If a line below contains the string "lawn", return that line.

>>

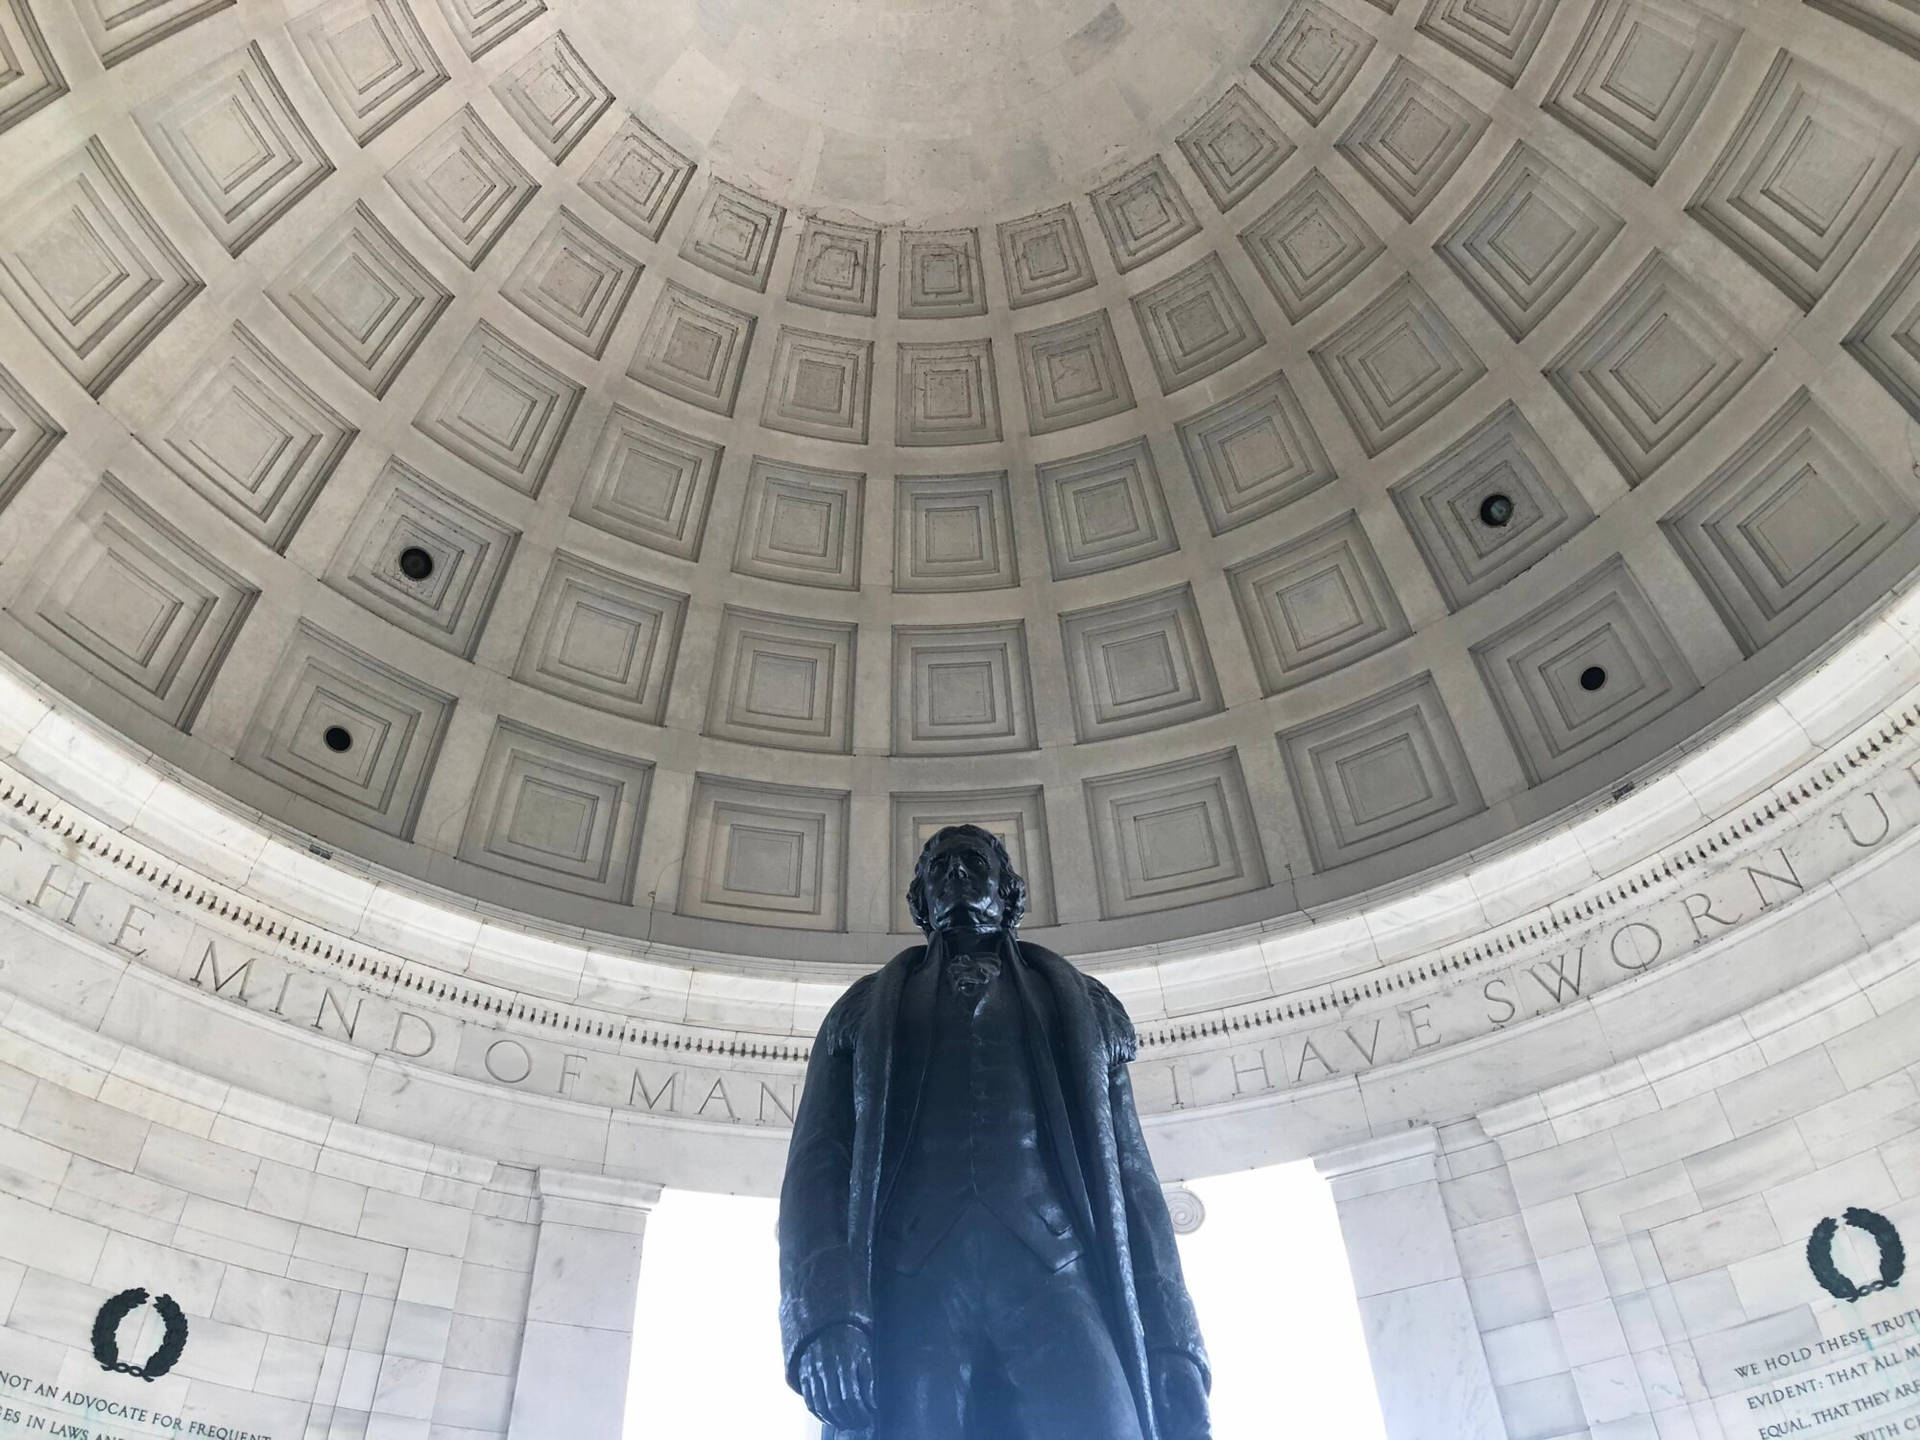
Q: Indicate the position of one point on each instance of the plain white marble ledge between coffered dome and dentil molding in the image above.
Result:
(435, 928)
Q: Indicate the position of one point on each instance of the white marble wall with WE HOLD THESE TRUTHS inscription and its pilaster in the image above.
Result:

<<
>>

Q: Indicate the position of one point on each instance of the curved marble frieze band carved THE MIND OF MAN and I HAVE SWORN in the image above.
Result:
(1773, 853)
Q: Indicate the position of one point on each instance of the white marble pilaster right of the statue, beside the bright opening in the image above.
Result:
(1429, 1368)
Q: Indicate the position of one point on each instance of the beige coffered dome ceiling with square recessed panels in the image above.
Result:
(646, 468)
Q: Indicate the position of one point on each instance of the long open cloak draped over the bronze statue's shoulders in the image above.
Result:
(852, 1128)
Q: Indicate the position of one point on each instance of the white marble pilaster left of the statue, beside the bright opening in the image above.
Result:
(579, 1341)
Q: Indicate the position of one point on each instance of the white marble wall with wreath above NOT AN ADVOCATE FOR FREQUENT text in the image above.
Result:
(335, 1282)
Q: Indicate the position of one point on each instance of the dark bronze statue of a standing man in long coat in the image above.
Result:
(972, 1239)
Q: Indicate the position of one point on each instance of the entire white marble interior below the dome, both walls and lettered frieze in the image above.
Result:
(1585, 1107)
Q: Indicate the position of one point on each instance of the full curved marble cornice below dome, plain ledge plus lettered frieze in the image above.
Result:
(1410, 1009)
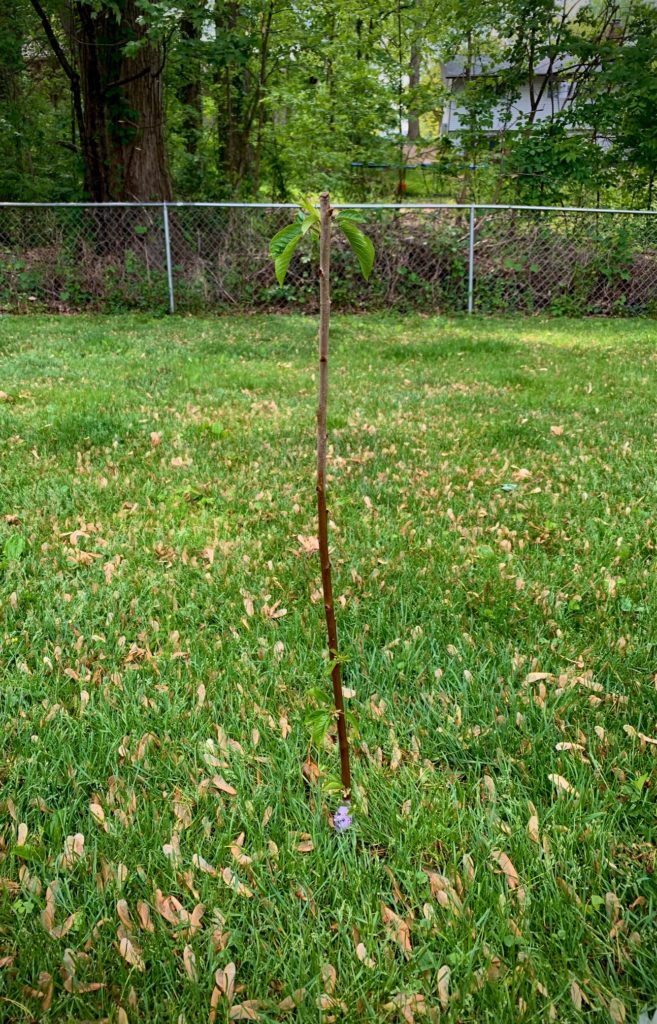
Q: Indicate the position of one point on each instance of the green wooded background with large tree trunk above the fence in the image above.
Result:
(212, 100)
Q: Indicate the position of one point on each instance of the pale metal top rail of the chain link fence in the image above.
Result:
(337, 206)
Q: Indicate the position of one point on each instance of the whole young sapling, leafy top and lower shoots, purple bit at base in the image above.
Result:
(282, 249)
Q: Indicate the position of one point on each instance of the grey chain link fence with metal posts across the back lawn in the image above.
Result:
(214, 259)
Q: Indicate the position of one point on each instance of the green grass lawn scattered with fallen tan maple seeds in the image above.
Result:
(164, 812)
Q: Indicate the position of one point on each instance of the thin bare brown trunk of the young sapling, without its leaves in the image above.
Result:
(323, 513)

<<
>>

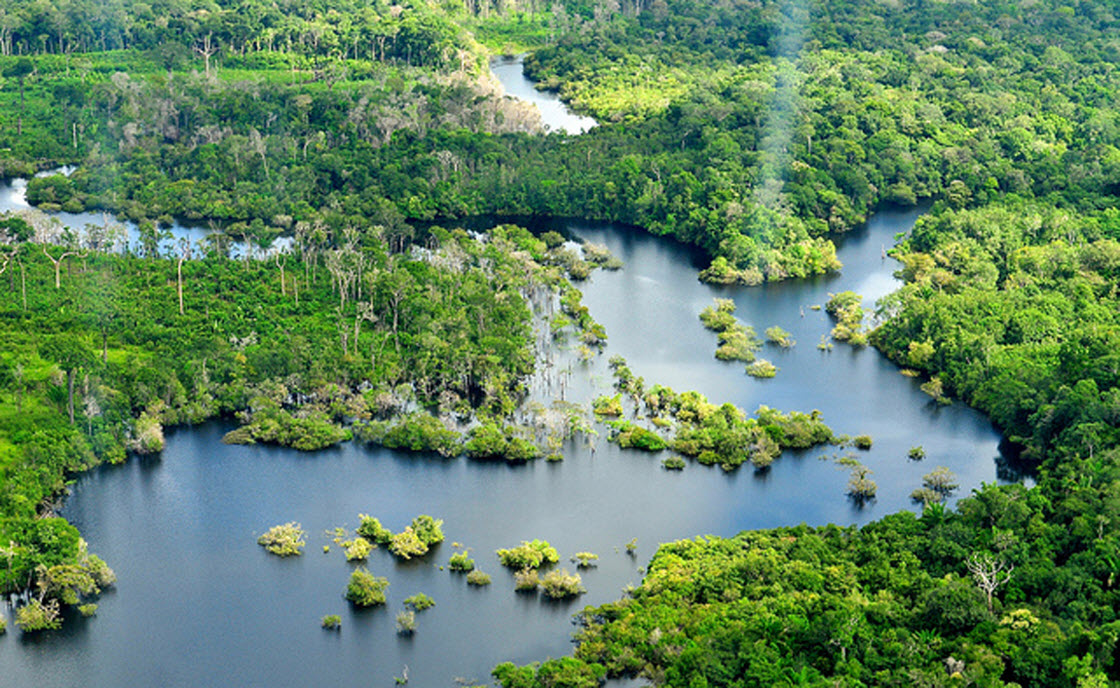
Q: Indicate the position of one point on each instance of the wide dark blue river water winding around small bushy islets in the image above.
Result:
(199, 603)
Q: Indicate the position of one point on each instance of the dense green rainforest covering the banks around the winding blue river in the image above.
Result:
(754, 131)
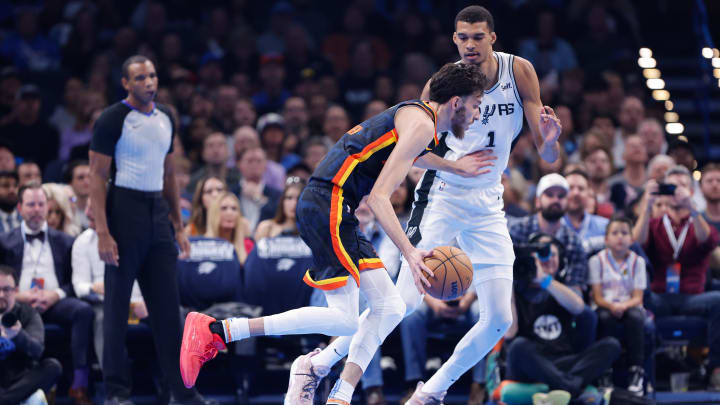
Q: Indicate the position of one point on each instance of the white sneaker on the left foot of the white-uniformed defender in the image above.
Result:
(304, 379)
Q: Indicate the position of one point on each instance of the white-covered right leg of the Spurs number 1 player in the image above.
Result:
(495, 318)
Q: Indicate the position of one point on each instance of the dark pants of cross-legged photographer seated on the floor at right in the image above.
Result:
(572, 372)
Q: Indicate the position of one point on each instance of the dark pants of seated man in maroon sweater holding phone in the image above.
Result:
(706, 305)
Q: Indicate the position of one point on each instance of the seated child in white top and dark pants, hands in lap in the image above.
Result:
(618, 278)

<<

Expected answer:
Q: Indicate the position of one point on each instance of the grey chain link fence with metal posts across the back lawn in the image above.
Q: Indicate the position of one point on each instance of the green grass lawn scattered with fallen tan maple seeds in the image above.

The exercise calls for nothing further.